◆ Exercise details ◆
Reproduce each of the following records verbatim, line by line.

◆ Source data ◆
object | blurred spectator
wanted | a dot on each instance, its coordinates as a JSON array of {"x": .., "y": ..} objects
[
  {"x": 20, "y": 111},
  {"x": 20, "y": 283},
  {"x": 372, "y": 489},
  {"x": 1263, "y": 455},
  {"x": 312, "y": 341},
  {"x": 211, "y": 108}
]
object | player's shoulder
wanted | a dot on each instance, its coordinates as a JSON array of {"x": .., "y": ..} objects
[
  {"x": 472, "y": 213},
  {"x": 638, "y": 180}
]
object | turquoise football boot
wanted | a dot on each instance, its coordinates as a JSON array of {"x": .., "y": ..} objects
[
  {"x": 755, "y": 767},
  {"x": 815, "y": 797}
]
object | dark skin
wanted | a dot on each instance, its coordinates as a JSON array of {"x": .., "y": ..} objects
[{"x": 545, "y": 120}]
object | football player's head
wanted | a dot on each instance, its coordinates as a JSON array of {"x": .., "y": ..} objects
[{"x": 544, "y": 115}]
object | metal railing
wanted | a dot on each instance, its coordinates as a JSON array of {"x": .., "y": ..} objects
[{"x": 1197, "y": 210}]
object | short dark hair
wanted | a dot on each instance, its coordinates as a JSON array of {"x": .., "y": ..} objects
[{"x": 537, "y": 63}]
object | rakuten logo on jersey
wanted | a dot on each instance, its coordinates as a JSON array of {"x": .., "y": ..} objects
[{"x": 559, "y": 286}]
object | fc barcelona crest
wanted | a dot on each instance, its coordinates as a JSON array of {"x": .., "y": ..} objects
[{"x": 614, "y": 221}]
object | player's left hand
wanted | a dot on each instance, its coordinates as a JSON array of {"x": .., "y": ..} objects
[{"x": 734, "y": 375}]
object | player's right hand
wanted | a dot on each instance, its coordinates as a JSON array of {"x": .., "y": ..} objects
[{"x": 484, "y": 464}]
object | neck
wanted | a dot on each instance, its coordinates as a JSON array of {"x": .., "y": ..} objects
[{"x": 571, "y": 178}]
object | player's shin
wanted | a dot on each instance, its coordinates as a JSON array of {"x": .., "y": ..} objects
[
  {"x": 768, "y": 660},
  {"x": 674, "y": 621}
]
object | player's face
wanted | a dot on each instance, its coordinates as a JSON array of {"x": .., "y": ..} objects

◆ Result below ◆
object | blurred spectator
wanted | a dot on each instance, its coordinates as a JSON array of {"x": .., "y": ..} objects
[
  {"x": 20, "y": 111},
  {"x": 20, "y": 283},
  {"x": 372, "y": 489},
  {"x": 1263, "y": 455},
  {"x": 312, "y": 341},
  {"x": 211, "y": 108}
]
object | player's shoulder
wanted | a dot on each instance, its coordinates as a JSON array of {"x": .., "y": ..} objects
[
  {"x": 472, "y": 213},
  {"x": 638, "y": 180}
]
object | turquoise football boot
wanted | a dot on each instance, its coordinates as a JSON array of {"x": .., "y": ..} objects
[
  {"x": 755, "y": 767},
  {"x": 815, "y": 797}
]
object | dark skin
wanted | a dot on each instance, its coordinates as a JSON array of {"x": .., "y": ..} objects
[{"x": 545, "y": 120}]
object | football player's head
wanted | a dot on each instance, its coordinates as a JSON array of {"x": .., "y": ..} objects
[{"x": 544, "y": 115}]
object | metal railing
wanted | a dot on each instance, its coordinates as a JSON array of {"x": .., "y": ..} objects
[{"x": 1197, "y": 210}]
object | short dark hair
wanted | a dot on each instance, its coordinates as a JSON array of {"x": .., "y": ..} objects
[{"x": 537, "y": 63}]
object | rakuten logo on jersey
wanted | a dot on each instance, its coordinates as a JSON array of {"x": .., "y": ..} objects
[{"x": 559, "y": 286}]
object | fc barcelona crest
wanted | a dot on each instance, its coordinates as a JSON array of {"x": .., "y": ..} objects
[{"x": 614, "y": 221}]
object | player's left hand
wanted | a dot on each instance, its coordinates as a JSON array of {"x": .., "y": ..} objects
[{"x": 734, "y": 375}]
object | player's right hand
wanted | a dot on each instance, its coordinates as a JSON array of {"x": .., "y": ..} objects
[{"x": 484, "y": 464}]
object | neck
wanted | a dot on each instance, its coordinates as a JSON array of {"x": .., "y": ..} objects
[{"x": 571, "y": 178}]
object | player's shin
wanted | a dot on each instance, its coordinates as a JSON array of {"x": .., "y": ..} objects
[
  {"x": 768, "y": 660},
  {"x": 674, "y": 621}
]
object | player's face
wanted | a dot on each instance, its coordinates as a JSON array of {"x": .., "y": ..} objects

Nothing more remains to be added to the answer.